>> BEGIN INPUT MATERIAL
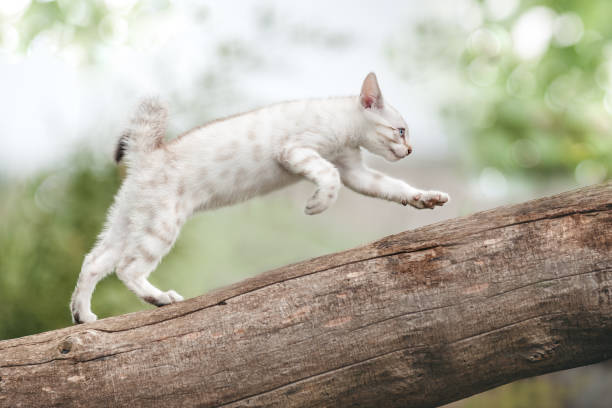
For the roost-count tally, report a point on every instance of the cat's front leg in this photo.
(356, 176)
(309, 164)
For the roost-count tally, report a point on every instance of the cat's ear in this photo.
(370, 96)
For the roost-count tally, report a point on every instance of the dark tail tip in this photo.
(121, 147)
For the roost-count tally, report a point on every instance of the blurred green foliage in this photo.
(548, 114)
(529, 393)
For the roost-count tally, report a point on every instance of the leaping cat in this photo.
(231, 160)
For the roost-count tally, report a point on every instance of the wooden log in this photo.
(417, 319)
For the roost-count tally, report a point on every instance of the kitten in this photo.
(232, 160)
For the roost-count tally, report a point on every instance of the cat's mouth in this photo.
(397, 156)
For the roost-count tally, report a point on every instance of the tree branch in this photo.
(416, 319)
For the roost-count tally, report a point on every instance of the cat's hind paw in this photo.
(83, 317)
(164, 298)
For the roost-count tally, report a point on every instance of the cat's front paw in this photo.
(427, 199)
(320, 201)
(83, 317)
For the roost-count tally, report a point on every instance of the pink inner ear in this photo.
(367, 101)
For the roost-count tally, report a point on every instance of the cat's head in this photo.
(386, 132)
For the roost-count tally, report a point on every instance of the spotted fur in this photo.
(231, 160)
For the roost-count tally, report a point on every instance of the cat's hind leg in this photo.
(143, 256)
(97, 264)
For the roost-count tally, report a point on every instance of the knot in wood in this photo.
(65, 346)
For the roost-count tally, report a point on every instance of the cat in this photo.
(231, 160)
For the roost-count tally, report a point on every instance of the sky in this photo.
(53, 104)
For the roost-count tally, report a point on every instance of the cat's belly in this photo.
(243, 185)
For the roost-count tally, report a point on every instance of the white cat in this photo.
(233, 159)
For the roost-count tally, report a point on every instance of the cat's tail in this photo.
(145, 132)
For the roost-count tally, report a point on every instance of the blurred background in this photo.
(507, 100)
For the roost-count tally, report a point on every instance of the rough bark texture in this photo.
(417, 319)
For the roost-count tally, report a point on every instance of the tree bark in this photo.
(417, 319)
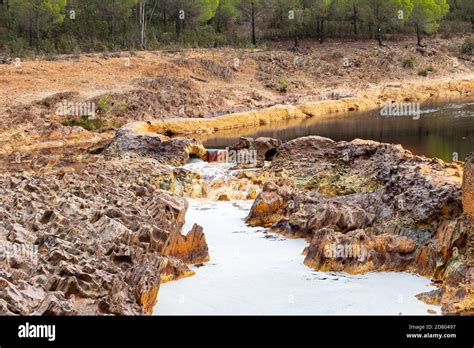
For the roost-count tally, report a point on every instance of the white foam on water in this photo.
(254, 273)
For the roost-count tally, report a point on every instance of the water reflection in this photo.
(445, 128)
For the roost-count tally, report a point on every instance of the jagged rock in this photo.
(403, 212)
(191, 248)
(273, 204)
(93, 243)
(468, 186)
(131, 140)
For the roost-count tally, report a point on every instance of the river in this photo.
(253, 272)
(444, 130)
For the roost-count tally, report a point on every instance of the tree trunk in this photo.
(38, 45)
(418, 35)
(379, 35)
(321, 32)
(317, 28)
(218, 18)
(31, 33)
(297, 43)
(142, 23)
(355, 23)
(254, 37)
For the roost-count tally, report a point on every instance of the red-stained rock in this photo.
(94, 243)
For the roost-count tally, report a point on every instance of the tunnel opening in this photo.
(270, 154)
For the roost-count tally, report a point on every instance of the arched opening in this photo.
(270, 154)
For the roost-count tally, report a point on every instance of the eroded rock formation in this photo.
(134, 139)
(98, 242)
(365, 206)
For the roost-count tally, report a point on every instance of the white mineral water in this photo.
(251, 272)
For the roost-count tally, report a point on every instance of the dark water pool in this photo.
(445, 129)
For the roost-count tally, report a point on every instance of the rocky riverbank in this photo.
(365, 206)
(101, 239)
(97, 242)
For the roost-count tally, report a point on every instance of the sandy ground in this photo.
(129, 86)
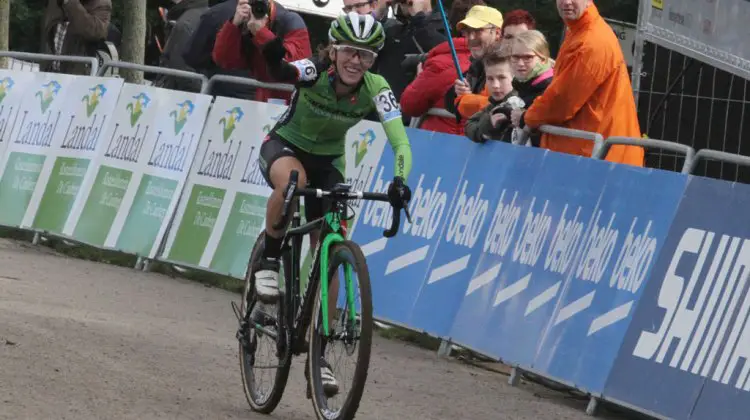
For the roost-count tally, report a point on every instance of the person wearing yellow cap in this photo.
(482, 28)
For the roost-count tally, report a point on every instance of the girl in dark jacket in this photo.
(532, 68)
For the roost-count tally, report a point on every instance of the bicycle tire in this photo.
(282, 372)
(343, 252)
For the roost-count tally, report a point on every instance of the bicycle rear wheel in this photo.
(261, 400)
(352, 331)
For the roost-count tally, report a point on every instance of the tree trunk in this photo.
(133, 37)
(4, 30)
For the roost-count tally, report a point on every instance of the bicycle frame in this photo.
(299, 306)
(331, 233)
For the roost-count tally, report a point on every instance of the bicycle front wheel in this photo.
(264, 368)
(334, 396)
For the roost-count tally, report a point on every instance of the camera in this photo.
(259, 8)
(411, 61)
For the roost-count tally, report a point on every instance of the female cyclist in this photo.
(333, 92)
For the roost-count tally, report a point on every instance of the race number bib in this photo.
(387, 106)
(306, 70)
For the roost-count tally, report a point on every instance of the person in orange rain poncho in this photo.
(590, 90)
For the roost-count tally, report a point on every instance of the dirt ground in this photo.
(82, 340)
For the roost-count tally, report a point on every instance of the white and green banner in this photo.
(76, 140)
(140, 169)
(26, 157)
(224, 205)
(223, 208)
(14, 87)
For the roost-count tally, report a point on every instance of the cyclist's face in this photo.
(352, 63)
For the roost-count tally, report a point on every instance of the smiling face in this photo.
(572, 9)
(480, 40)
(352, 62)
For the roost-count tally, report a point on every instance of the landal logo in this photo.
(137, 107)
(47, 94)
(6, 84)
(92, 99)
(180, 115)
(360, 146)
(267, 127)
(230, 123)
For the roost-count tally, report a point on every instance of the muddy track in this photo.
(84, 340)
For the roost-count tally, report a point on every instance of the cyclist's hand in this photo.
(242, 12)
(398, 192)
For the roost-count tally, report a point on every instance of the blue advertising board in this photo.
(398, 265)
(686, 353)
(615, 252)
(461, 242)
(481, 314)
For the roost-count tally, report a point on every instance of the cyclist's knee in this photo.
(281, 171)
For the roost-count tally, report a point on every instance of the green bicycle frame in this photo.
(334, 222)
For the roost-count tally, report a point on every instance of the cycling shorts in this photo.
(322, 170)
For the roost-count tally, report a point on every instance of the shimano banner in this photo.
(687, 351)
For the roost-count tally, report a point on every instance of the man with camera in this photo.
(239, 43)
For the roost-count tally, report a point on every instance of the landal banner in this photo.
(140, 170)
(25, 159)
(224, 205)
(76, 141)
(13, 86)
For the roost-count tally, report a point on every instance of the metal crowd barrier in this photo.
(246, 81)
(35, 57)
(710, 154)
(688, 151)
(157, 70)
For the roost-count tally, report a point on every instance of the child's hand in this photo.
(515, 116)
(498, 119)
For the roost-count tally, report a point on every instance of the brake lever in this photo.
(406, 210)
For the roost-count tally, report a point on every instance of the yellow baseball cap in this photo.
(481, 16)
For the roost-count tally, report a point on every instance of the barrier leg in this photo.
(515, 376)
(593, 404)
(445, 348)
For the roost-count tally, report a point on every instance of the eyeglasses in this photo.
(354, 6)
(366, 57)
(523, 57)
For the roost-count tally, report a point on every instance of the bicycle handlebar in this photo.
(292, 191)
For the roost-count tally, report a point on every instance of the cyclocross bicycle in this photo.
(287, 329)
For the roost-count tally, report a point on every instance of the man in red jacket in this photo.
(437, 74)
(239, 43)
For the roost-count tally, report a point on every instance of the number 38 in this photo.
(388, 101)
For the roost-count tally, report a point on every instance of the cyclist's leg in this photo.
(277, 160)
(325, 173)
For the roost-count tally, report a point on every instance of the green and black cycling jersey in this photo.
(317, 121)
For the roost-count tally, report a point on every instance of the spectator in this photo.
(74, 27)
(198, 54)
(532, 68)
(260, 27)
(591, 89)
(186, 16)
(436, 75)
(517, 21)
(493, 122)
(481, 28)
(420, 31)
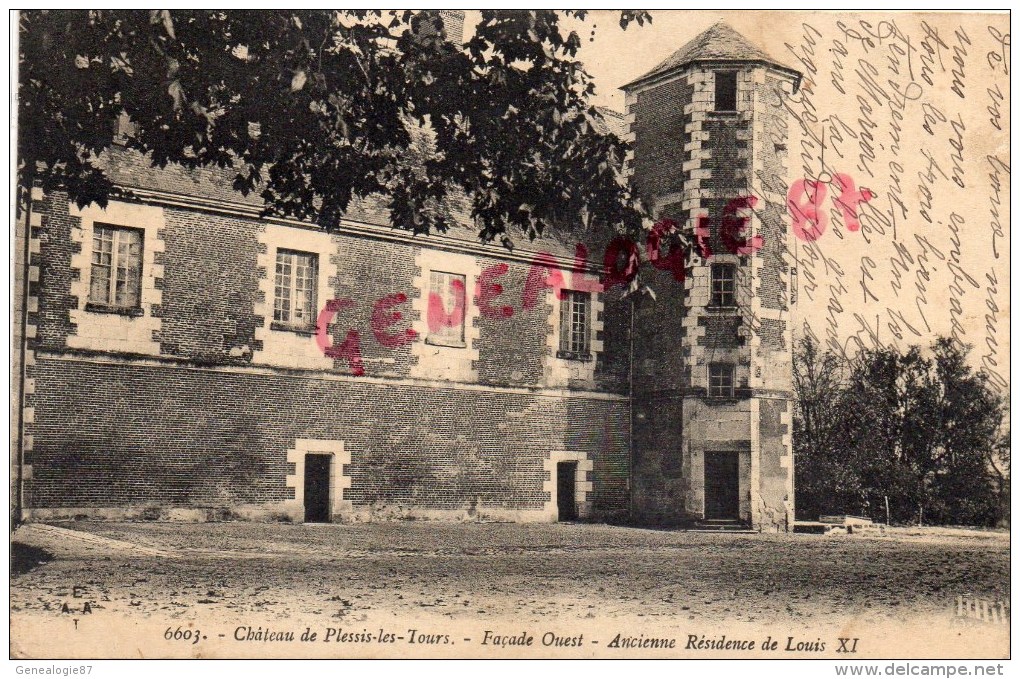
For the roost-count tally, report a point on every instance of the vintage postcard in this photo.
(506, 334)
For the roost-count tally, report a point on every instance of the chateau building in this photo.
(185, 358)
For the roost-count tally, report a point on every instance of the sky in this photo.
(913, 107)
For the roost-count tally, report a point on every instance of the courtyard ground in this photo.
(455, 581)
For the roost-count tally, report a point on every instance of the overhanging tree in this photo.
(313, 108)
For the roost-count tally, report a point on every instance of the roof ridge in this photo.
(720, 42)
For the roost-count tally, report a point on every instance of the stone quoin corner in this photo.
(187, 358)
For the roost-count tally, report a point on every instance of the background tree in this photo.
(917, 428)
(315, 107)
(822, 472)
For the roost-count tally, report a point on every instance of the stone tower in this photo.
(713, 355)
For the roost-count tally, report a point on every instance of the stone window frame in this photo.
(442, 340)
(109, 305)
(718, 374)
(568, 348)
(308, 325)
(726, 74)
(721, 272)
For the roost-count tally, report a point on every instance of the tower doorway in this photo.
(566, 497)
(317, 487)
(722, 486)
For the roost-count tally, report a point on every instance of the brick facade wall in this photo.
(109, 434)
(659, 132)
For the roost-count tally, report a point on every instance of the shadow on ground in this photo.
(24, 558)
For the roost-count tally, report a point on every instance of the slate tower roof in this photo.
(718, 43)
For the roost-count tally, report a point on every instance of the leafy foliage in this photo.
(917, 427)
(315, 107)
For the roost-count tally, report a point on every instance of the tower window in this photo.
(575, 315)
(725, 90)
(723, 285)
(720, 380)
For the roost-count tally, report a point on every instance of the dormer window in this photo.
(725, 90)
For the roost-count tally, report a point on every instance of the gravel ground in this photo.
(490, 573)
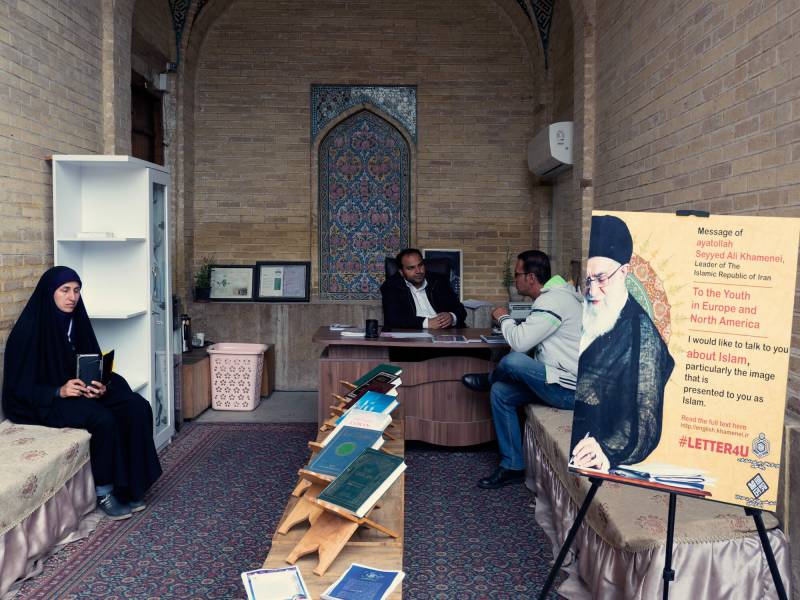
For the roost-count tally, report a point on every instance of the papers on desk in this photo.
(352, 333)
(405, 334)
(475, 303)
(275, 584)
(449, 339)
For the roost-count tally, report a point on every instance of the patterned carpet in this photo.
(213, 513)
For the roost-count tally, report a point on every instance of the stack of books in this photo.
(350, 457)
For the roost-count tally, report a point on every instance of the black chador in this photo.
(620, 395)
(40, 357)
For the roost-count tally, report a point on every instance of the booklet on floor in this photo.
(360, 582)
(343, 449)
(275, 584)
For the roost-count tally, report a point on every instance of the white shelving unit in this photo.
(110, 224)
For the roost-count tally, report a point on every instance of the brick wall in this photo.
(698, 106)
(476, 111)
(50, 102)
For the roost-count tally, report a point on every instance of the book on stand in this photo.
(343, 449)
(360, 582)
(364, 419)
(387, 372)
(275, 584)
(382, 387)
(363, 482)
(374, 402)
>> END INPUT MATERIAL
- **TASK**
Exactly as written, give again every line from the one containing "doorway in this photo." through the last line of the material, both included, with the pictures left out.

- **WRITTEN REPLY**
For the roost-count tally, report a point on every instance of the tower doorway in this photo.
(566, 497)
(317, 487)
(722, 486)
For the roost-count tally, report a point on every instance of the brick facade wall in this photo.
(109, 434)
(659, 132)
For the roost-count tally, report a point on every instance of the shadow on ground in this photo.
(24, 558)
For the roost-count tally, report a point on every instance of the slate tower roof in this photo.
(718, 43)
For the roost-count tally, report a point on every instance of the leafy foliage in this photo.
(917, 427)
(315, 107)
For the roost-count tally, report a point on every instance of the tower window in this photo.
(575, 315)
(725, 90)
(723, 285)
(720, 380)
For the roost-count tally, report a point on every instance of the dormer window in this photo.
(725, 90)
For the roost-count tally, report a point on every instance of the gravel ground in this photo.
(490, 573)
For the roost-count tally, report a point on every instance of the papers on desk in this photo.
(352, 333)
(405, 334)
(475, 303)
(275, 584)
(449, 339)
For the roost-count tally, report a point on every instance of the patterned carpet in this photo.
(213, 513)
For the roost-count tally, report a point on every instance of the stack of books in this photo.
(350, 457)
For the roost-count tally, report a point on every instance of the black chador in this photo.
(620, 395)
(40, 357)
For the roost-count tally, report a point on every instance of the booklet on floor in this photo.
(360, 582)
(343, 449)
(275, 584)
For the roost-count tally, report a point on every instance of the white shelving unit in this photo.
(110, 224)
For the roost-count tally, report a point on every instance of the brick wall in this photo.
(698, 106)
(476, 111)
(50, 102)
For the roost-count tally, report a point on every instance of the book on stand in this photo.
(343, 449)
(360, 582)
(364, 419)
(387, 372)
(275, 584)
(382, 387)
(363, 482)
(374, 402)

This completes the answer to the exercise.